> _REQUIRED WORK_
Give every entry again, unchanged, and leave its images out.

BEGIN MATERIAL PROVIDED

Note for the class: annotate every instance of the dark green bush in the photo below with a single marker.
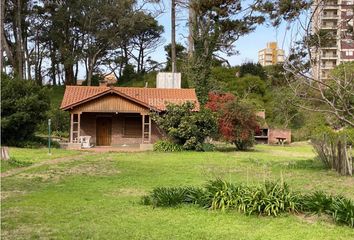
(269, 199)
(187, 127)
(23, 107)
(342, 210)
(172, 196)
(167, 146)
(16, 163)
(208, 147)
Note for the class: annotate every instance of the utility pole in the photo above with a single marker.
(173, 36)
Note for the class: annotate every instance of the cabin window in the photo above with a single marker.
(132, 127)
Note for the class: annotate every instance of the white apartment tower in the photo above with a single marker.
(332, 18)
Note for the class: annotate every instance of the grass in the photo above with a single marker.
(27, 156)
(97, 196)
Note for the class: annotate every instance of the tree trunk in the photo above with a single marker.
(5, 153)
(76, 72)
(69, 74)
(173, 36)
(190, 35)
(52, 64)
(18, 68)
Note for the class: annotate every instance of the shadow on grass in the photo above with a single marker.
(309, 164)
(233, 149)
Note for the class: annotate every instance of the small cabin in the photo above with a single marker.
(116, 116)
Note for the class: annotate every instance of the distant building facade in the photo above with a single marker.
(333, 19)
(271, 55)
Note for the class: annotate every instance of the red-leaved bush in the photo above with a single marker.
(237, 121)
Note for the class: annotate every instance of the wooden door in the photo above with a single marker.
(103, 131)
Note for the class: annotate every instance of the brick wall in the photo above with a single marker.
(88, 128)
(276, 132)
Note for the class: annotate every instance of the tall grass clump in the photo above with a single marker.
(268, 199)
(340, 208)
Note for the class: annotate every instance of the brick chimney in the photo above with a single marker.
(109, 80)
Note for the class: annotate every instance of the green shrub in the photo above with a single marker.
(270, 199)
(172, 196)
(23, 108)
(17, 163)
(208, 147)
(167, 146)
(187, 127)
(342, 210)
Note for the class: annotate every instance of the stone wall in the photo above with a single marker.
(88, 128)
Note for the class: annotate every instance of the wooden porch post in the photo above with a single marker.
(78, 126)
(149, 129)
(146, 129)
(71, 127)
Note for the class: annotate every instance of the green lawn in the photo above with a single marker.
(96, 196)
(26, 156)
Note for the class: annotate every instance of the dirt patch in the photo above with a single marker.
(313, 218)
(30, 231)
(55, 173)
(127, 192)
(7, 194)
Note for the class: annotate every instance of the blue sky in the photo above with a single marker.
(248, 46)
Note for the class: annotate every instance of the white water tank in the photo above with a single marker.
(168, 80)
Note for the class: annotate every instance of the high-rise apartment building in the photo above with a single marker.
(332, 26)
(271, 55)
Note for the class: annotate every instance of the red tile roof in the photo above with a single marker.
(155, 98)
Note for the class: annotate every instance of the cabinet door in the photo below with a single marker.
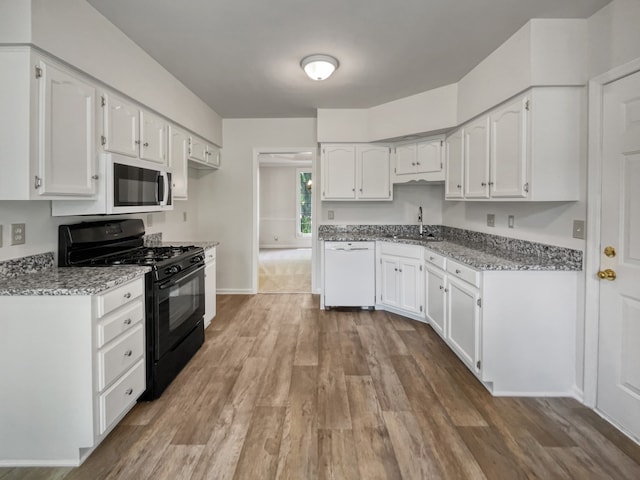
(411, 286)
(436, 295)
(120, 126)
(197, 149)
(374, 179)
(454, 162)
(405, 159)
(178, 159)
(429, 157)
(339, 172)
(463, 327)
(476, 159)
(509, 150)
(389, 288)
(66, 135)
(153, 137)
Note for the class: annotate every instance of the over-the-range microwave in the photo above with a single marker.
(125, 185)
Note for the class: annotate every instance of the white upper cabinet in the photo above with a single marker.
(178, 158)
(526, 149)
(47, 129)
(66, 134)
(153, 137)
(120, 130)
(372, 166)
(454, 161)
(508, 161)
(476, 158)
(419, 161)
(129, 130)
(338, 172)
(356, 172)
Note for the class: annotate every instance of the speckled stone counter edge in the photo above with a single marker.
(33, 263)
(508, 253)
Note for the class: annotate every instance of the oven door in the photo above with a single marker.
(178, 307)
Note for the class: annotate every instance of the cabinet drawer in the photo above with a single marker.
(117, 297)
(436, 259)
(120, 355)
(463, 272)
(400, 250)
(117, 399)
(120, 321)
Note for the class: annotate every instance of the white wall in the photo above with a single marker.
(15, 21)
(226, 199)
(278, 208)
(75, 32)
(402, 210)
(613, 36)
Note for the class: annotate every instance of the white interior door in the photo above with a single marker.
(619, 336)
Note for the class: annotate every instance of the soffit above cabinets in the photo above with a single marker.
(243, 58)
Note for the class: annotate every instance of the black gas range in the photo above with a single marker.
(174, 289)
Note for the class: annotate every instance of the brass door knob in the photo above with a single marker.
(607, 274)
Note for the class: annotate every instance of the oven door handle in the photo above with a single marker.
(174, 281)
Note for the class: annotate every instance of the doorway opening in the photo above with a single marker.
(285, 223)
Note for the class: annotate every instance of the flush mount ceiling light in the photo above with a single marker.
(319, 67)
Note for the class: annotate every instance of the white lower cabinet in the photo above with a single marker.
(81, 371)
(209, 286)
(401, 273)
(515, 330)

END MATERIAL PROVIDED

> _ANSWER TO THE EXERCISE_
Note for the class: annotate every instance of the dark green bush in the photo below with a single marker.
(269, 199)
(187, 127)
(23, 107)
(342, 210)
(172, 196)
(167, 146)
(16, 163)
(208, 147)
Note for the class: annotate every instance of the utility pole in the photo above with a single marker.
(173, 36)
Note for the class: annotate every instance of the cabin window in the photo above with a single marker.
(132, 127)
Note for the class: annotate every instance of the white apartment tower in the photo above with a single marker.
(332, 18)
Note for the class: annotate every instance of the grass in the photo above with a single marker.
(27, 156)
(97, 196)
Note for the class: annotate every instance of the tree trunk in the photo above with a single marker.
(5, 153)
(76, 72)
(69, 74)
(173, 36)
(190, 35)
(52, 64)
(18, 68)
Note for the class: annotate every instance of the shadow on grass in the photo above with a single marker.
(309, 164)
(233, 149)
Note for the class: annotate every instance of the small cabin in the photo above with a single marker.
(116, 116)
Note for the class: annotate every instance of the distant building facade in the photo above with a single marker.
(333, 19)
(271, 55)
Note for the class: annotate every instance of the red-leaved bush in the photo above with a single marker.
(237, 121)
Note for the class: annotate every instance of the wooden door in the photo above with a single marker.
(103, 131)
Note for the class: annotate every instance of the brick wall in the photo above with a single marker.
(88, 128)
(276, 132)
Note for the class: annotate every instance of the tall grass clump in the photo above with a single marker.
(268, 199)
(340, 208)
Note for the class: annotate every instance of the brick chimney in the photo above with a single marker.
(109, 80)
Note for the class: annotate every instance of the green shrub in the photo above with a single marker.
(270, 199)
(172, 196)
(23, 108)
(17, 163)
(208, 147)
(167, 146)
(187, 127)
(342, 210)
Note for the class: annotate every instance of the stone wall in the photo above with a single marker.
(88, 128)
Note for the class: annotate every instance of the wooden porch post in the photo above with a single marker.
(78, 126)
(149, 129)
(146, 129)
(71, 127)
Note for the class: annotate every instance of the green lawn in the photo above with a single marker.
(96, 196)
(26, 156)
Note for the class: annotate every instance of the dirt patch in the photo above with a single marker.
(313, 218)
(30, 231)
(55, 173)
(127, 192)
(7, 194)
Note for the class: annotate every instance of the blue sky in the photo above with a single marker.
(248, 46)
Note for the class: annotate every instance of the white water tank in the photo above with a single marker.
(168, 80)
Note for the class: annotate every instance of the high-rise apartment building in the photo above with a single marker.
(332, 26)
(271, 55)
Note for the class: annotate every instance of the red tile roof in the photo above with a single marker.
(155, 98)
Note for the class: annotate every instance of the cabinet door in the photo below with a single marker.
(411, 286)
(436, 295)
(120, 126)
(197, 149)
(374, 179)
(454, 162)
(405, 159)
(178, 159)
(429, 157)
(339, 172)
(463, 327)
(476, 159)
(509, 150)
(389, 288)
(66, 135)
(153, 137)
Note for the class: annotate every instance of the over-the-range microwave in the photo above with a single marker.
(125, 185)
Note for the class: annotate every instance of the white upper cabinet in the photo above with a single marker.
(178, 158)
(526, 149)
(47, 129)
(66, 134)
(153, 137)
(120, 130)
(372, 166)
(454, 161)
(508, 161)
(476, 158)
(419, 161)
(129, 130)
(338, 172)
(356, 172)
Note for the class: annotate every instance of the speckled stone counter edge in the photo above with a single marker.
(33, 263)
(508, 253)
Note for the class: annotate every instance of the oven door in the photo above with a single marker.
(178, 307)
Note for the class: annotate every instance of the cabinet drawer in the photo above with a single marker.
(117, 297)
(436, 259)
(120, 355)
(463, 272)
(400, 250)
(117, 399)
(120, 321)
Note for the class: annotate every instance of the white wall in the photo above with a single marker.
(15, 21)
(226, 199)
(278, 208)
(75, 32)
(402, 210)
(613, 36)
Note for the class: annotate every instance of the white interior door in the photo above with a single marker.
(619, 336)
Note for the class: annotate every instance of the soffit above cabinets in the photo above with a single marker.
(243, 58)
Note for the class: annotate every instance of the black gas range in the photo above with a single marker.
(174, 289)
Note for the class: annotate every instance of the brass door knob in the photo above with a single marker.
(607, 274)
Note for the class: annotate every instance of the oven door handle in the photo above with a single marker.
(174, 281)
Note for the class: annotate every instance of the doorway opening in the photo above with a single marker.
(285, 223)
Note for the class: annotate every instance of the flush mount ceiling light in the photo above with a single marker.
(319, 67)
Note for the class: annotate every instance of the white lower cabinet in the photo above with a single marker.
(81, 371)
(209, 286)
(401, 273)
(515, 330)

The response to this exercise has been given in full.